*EXERCICES*:
(a) Pour chacune des affirmations suivantes, dites si elle correspond au document sur le programme TensorFlowLSTM.py, en répondant par oui ou non et en citant mot pour mot le passage qui tranche.
(i) Le programme sert à soumettre un job avec le système submit.
(ii) La limite de mémoire du GPU est fixée à 8*1024.
(iii) Le modèle est compilé avec l'optimiseur sgd.
(b) Répondez brièvement à ces questions à partir du document sur le programme TensorFlowLSTM.py.
(i) Quel numéro de GPU le programme sélectionne-t-il ?
(ii) Combien de pas par séquence le modèle utilise-t-il ?
(iii) Quelle fonction de perte est indiquée à la compilation du modèle ?
(c) Prolongez le code du document sur le programme TensorFlowLSTM.py à partir de sa dernière ligne.

*DOCUMENT*:
----

Programme Python TensorFlowLSTM.py

1. Programme Python `TensorFlowLSTM.py`#

Le programme Python suivant est le programme utilisé pour soumettre un job avec le système submit.

le contenu du script Python TensorFlowLSTM.py pour un calcul de Machine Learning avec TensorFlow est donnée ci-dessous:

#!/usr/bin/env python
# coding: utf-8
# Test TensorFlow LSTM 
# Marc Buffat, dpt mécanique, Lyon 1
# 
# - prédiction d'un signal périodique
# 
import numpy as np
import tensorflow as tf
from tensorflow.keras.models import Sequential
from tensorflow.keras.layers import LSTM
from tensorflow.keras.layers import Dense
import matplotlib.pyplot as plt

gpus = tf.config.experimental.list_physical_devices('GPU')
print("Num GPUs Available: ", len(tf.config.list_physical_devices('GPU')))
# select GPU 
gpunum=1
memlim=4*1024
tf.config.set_visible_devices(gpus[gpunum],"GPU")
# limit MEM
tf.config.experimental.set_virtual_device_configuration(gpus[gpunum], 
                    [tf.config.experimental.VirtualDeviceConfiguration(memory_limit=memlim)])
print("GPU select: ", gpus[gpunum], "Mem GPU: ",memlim, "Mo")

# definition du modele
# nbre de pas / sequence (optimal a partir de 20, trop faible pour 15 et 10
n_steps = 30

model = Sequential()
model.add(LSTM(10, activation='tanh'))
model.add(Dense(1, activation='tanh'))
model.compile(optimizer='adam', loss='mse')

----

*ENREGISTREMENTS EXTRAITS*:

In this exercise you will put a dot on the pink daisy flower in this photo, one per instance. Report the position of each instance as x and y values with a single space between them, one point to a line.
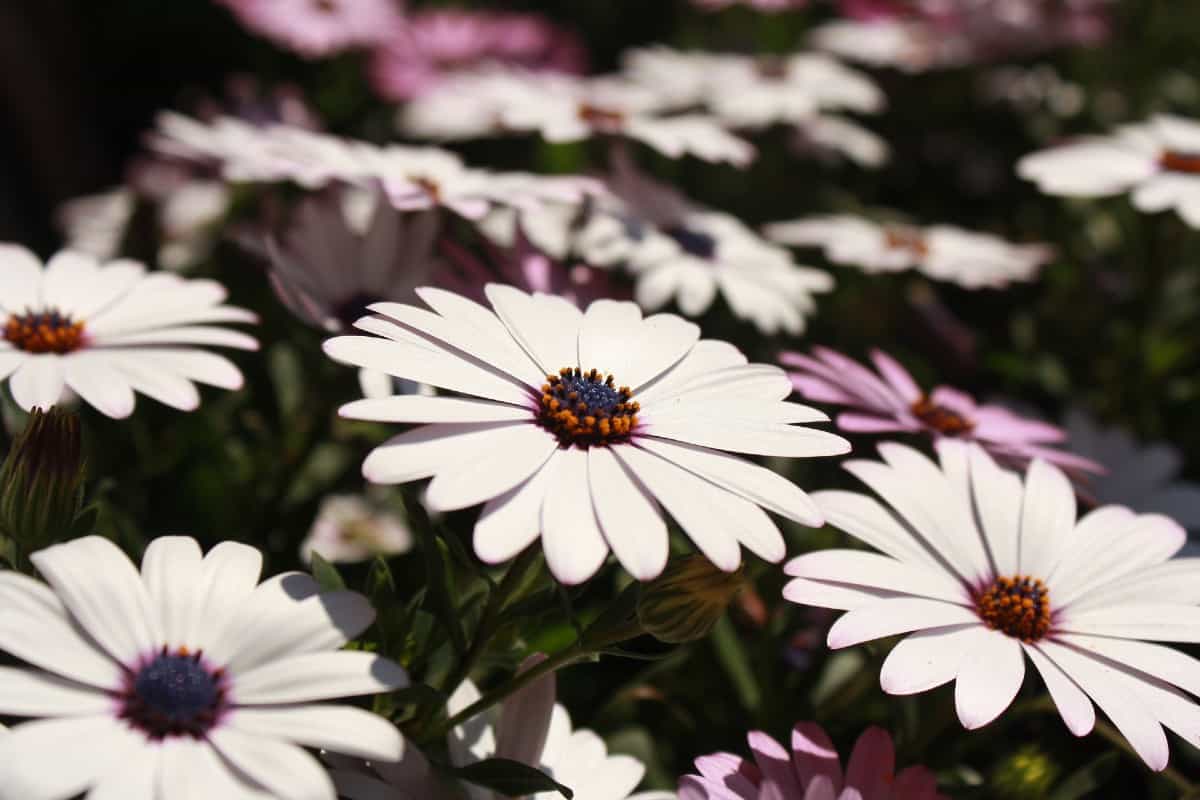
889 401
810 771
435 43
319 28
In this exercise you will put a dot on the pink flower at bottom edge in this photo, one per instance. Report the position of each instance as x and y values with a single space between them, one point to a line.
811 770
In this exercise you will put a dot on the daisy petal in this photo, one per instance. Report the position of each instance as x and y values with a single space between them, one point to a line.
337 728
990 674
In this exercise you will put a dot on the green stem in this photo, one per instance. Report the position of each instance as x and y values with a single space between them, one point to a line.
1187 789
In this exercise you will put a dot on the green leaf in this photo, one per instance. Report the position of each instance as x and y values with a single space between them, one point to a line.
325 573
510 779
1087 779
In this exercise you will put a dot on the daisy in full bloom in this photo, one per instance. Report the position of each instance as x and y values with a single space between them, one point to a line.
809 770
983 569
108 331
942 252
575 426
187 680
349 528
1157 162
319 28
435 43
891 402
529 727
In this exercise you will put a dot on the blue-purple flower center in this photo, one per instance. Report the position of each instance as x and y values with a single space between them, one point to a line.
174 695
694 242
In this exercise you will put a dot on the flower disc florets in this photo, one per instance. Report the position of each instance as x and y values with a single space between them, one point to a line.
174 695
587 408
1017 606
47 331
943 420
1180 162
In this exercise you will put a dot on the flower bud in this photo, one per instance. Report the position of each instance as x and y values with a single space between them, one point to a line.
41 482
1029 773
684 602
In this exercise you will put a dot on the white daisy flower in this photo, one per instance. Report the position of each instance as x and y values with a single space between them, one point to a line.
190 679
529 728
108 331
349 528
1157 161
970 259
574 426
983 570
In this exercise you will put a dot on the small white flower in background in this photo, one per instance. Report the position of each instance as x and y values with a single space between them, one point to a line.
1143 475
529 727
1157 162
190 679
108 331
96 223
351 528
571 427
970 259
983 570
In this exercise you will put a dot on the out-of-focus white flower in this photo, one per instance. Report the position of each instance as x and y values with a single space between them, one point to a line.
1157 161
351 528
971 259
107 331
187 674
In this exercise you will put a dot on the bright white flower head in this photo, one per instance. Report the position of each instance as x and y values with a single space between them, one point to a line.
351 528
983 570
574 426
108 331
529 727
1157 161
942 252
190 677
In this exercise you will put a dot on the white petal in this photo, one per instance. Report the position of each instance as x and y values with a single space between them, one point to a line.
1048 517
37 382
417 408
34 693
1073 704
339 728
21 280
52 759
427 364
925 660
867 519
423 451
997 495
285 617
690 500
990 675
628 515
546 326
745 479
171 570
511 522
285 770
1117 697
877 571
575 547
502 461
35 627
318 677
105 594
892 617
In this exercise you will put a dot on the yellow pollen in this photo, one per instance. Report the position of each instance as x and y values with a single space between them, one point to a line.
941 419
46 331
1017 606
587 408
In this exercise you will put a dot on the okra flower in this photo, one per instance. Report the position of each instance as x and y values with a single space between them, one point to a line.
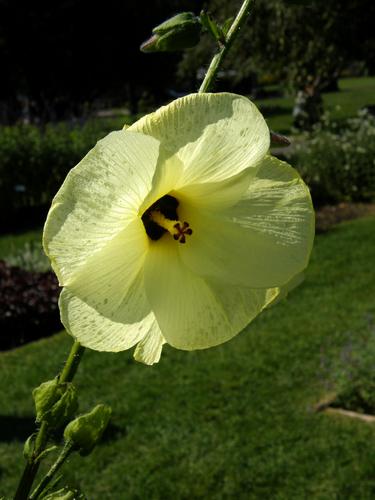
179 229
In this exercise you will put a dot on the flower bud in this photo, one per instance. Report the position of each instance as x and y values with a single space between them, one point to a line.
64 494
85 431
177 33
28 448
55 403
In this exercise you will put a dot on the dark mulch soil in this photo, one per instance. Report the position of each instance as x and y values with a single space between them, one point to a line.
28 305
28 300
330 215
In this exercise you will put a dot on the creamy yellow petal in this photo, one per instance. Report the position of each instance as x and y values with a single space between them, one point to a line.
216 196
149 349
193 313
106 280
216 136
98 199
262 241
101 333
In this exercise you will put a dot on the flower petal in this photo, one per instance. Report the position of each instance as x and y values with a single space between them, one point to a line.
98 199
216 196
215 135
263 241
96 331
193 313
149 349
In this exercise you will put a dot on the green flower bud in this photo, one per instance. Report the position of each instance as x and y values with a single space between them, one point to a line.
65 494
85 431
28 448
55 403
177 33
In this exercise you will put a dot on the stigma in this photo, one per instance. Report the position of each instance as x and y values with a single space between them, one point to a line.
179 230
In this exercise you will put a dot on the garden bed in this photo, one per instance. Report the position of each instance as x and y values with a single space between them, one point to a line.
28 305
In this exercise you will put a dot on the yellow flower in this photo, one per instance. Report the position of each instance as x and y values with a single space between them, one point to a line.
180 229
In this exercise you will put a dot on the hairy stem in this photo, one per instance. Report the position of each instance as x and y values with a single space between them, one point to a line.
217 60
32 464
65 452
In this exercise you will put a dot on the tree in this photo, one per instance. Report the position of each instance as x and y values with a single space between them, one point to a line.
304 45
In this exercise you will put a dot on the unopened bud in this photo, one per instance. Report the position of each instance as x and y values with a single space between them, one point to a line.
85 431
65 494
55 402
278 140
177 33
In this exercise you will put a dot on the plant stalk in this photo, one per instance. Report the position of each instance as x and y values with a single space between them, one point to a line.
217 60
32 465
65 452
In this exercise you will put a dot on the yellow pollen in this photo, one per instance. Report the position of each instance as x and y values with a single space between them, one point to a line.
175 228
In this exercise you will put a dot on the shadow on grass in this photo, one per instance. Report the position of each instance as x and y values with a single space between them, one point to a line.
16 428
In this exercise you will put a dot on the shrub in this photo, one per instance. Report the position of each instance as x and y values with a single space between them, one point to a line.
29 257
35 161
28 305
338 160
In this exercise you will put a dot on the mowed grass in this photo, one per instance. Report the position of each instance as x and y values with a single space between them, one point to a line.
353 95
235 421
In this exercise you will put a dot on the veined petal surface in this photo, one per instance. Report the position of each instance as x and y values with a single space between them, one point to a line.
111 280
215 135
149 349
260 242
94 330
98 199
194 313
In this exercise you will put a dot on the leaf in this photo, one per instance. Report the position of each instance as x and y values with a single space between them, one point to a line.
212 27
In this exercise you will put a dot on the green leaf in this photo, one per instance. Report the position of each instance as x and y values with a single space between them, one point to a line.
227 24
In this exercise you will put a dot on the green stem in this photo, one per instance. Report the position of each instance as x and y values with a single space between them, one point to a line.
32 465
65 452
72 363
217 60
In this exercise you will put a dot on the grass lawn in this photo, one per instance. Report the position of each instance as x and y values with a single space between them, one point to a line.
233 422
354 94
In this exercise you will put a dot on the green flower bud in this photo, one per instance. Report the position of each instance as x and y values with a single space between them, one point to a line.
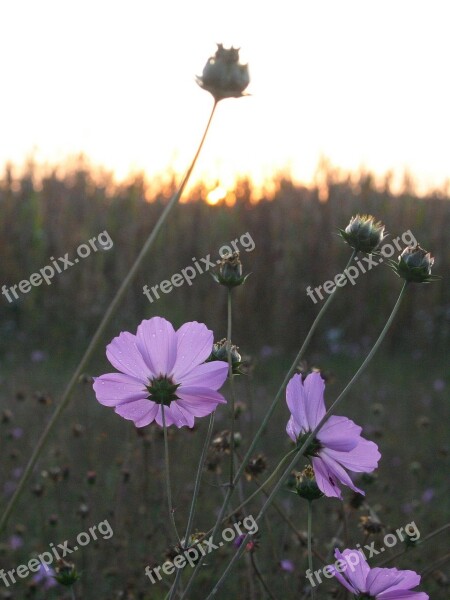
220 352
229 272
363 233
223 76
306 486
414 264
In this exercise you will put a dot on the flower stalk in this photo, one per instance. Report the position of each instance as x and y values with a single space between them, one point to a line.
309 439
111 310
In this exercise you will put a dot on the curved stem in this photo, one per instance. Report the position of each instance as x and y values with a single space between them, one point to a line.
232 392
167 469
309 439
310 563
289 374
198 479
267 417
98 334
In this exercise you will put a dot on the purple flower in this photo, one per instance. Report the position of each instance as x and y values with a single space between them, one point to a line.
159 366
45 576
337 446
379 584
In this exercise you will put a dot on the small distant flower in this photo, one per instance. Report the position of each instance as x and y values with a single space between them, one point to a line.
220 352
229 272
45 577
160 366
414 264
223 76
287 565
375 584
363 233
338 445
66 573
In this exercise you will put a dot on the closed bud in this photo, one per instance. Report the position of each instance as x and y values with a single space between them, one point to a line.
229 272
220 352
223 76
363 233
414 264
306 486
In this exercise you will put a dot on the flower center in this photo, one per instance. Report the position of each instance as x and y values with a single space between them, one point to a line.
313 447
162 390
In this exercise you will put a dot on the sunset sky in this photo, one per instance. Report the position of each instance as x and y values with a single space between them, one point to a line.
363 83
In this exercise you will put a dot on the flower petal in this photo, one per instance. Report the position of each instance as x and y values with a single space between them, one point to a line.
324 479
293 429
357 570
314 387
194 345
381 580
169 417
339 433
124 355
296 400
362 459
337 471
116 388
199 401
403 595
157 342
208 375
138 411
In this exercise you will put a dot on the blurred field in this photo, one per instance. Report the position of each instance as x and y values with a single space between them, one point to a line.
99 467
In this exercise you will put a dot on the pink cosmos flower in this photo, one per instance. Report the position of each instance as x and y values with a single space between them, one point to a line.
159 366
377 583
337 446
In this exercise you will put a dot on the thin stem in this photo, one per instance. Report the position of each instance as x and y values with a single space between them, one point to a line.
266 419
260 577
198 479
110 311
310 563
167 469
231 380
309 439
419 543
289 374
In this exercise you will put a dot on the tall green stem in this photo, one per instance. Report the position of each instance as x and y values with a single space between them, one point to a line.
100 331
232 392
198 479
310 563
267 417
309 439
167 471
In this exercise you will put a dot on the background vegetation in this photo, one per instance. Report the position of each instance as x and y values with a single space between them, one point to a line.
98 466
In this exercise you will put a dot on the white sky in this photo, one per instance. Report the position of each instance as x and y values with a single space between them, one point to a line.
365 83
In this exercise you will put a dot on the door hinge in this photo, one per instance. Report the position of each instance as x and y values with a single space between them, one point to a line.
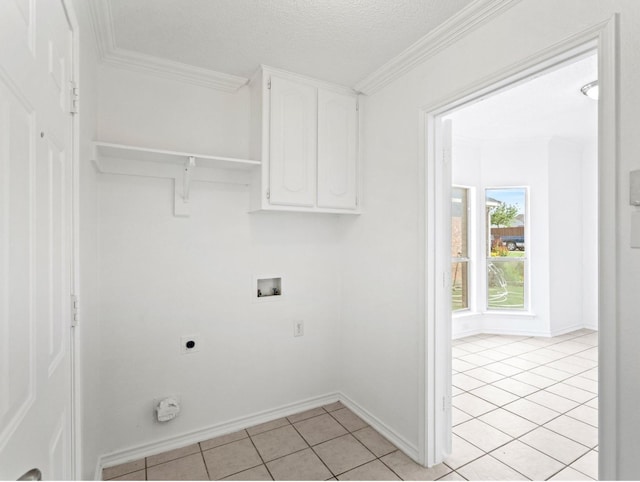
75 310
74 97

----

*RÉPONSES PAR EXERCICE*:
(a)
(i) Oui : « le programme utilisé pour soumettre un job avec le système submit »
(ii) Non : « memlim=4*1024 »
(iii) Non : « optimizer='adam' »

(b)
(i) Le GPU numéro 1.
(ii) 30 pas.
(iii) mse.

(c)
# preparation des donnéees
def train_function(x):
    return np.sin(x)

def split_sequence(sequence, n_steps):
    X, y = list(), list()
    for i in range(len(sequence)):
        end_ix = i + n_steps
        if end_ix > len(sequence)-1:
            break
        seq_x, seq_y = sequence[i:end_ix], sequence[end_ix]
        X.append(seq_x)
        y.append(seq_y)
    return np.array(X), np.array(y)

# define input sequence
xaxis = np.arange(-50*np.pi, 50*np.pi, 0.1)
train_seq = train_function(xaxis)
print("train function : ",train_seq.shape, n_steps)
# donnée 20 valeurs avant dans X pour predire la valeur de y 
X, y = split_sequence(train_seq, n_steps)
# reshape from [samples, timesteps] into [samples, timesteps, features]
n_features = 1
X = X.reshape((X.shape[0], X.shape[1], n_features))
print("X.shape = {}".format(X.shape))
print("y.shape = {}".format(y.shape))

plt.figure(figsize=(12,6))
for i in range(10):
    plt.scatter(xaxis[i],X[i,0,0])
    plt.plot(xaxis[i:i+n_steps],X[i,:,0],label=f"seq {i}")
    plt.scatter(xaxis[i+n_steps],y[i],marker='x',c='k')
plt.title(f"séquences de {n_steps} valeurs")
plt.legend();
plt.savefig("fig1.png")

# train the model with 20 epochs
history = model.fit(X, y, epochs=20, verbose=1)

plt.plot(history.history['loss'], label="loss")
plt.legend(loc="upper right")
plt.savefig("fig2.png")

# test du model
test_xaxis = np.arange(0, 10*np.pi, 0.1)

def test_function(x):
    return np.cos(x)

calc_y = test_function(test_xaxis)

# start with initial n values, rest will be predicted
test_y = calc_y[:n_steps]
results = []

for i in range( len(test_xaxis) - n_steps ):
    net_input = test_y[i : i + n_steps]
    net_input = net_input.reshape((1, n_steps, n_features))
    y = model.predict(net_input, verbose=0)
    test_y = np.append(test_y, y)
print("nbre de sequences ",len(test_xaxis)-n_steps)

# tracer des résultats
plt.figure(figsize=(14,6))
plt.subplot(1,2,1)    
plt.plot(test_xaxis[n_steps:], test_y[n_steps:], label="predictions")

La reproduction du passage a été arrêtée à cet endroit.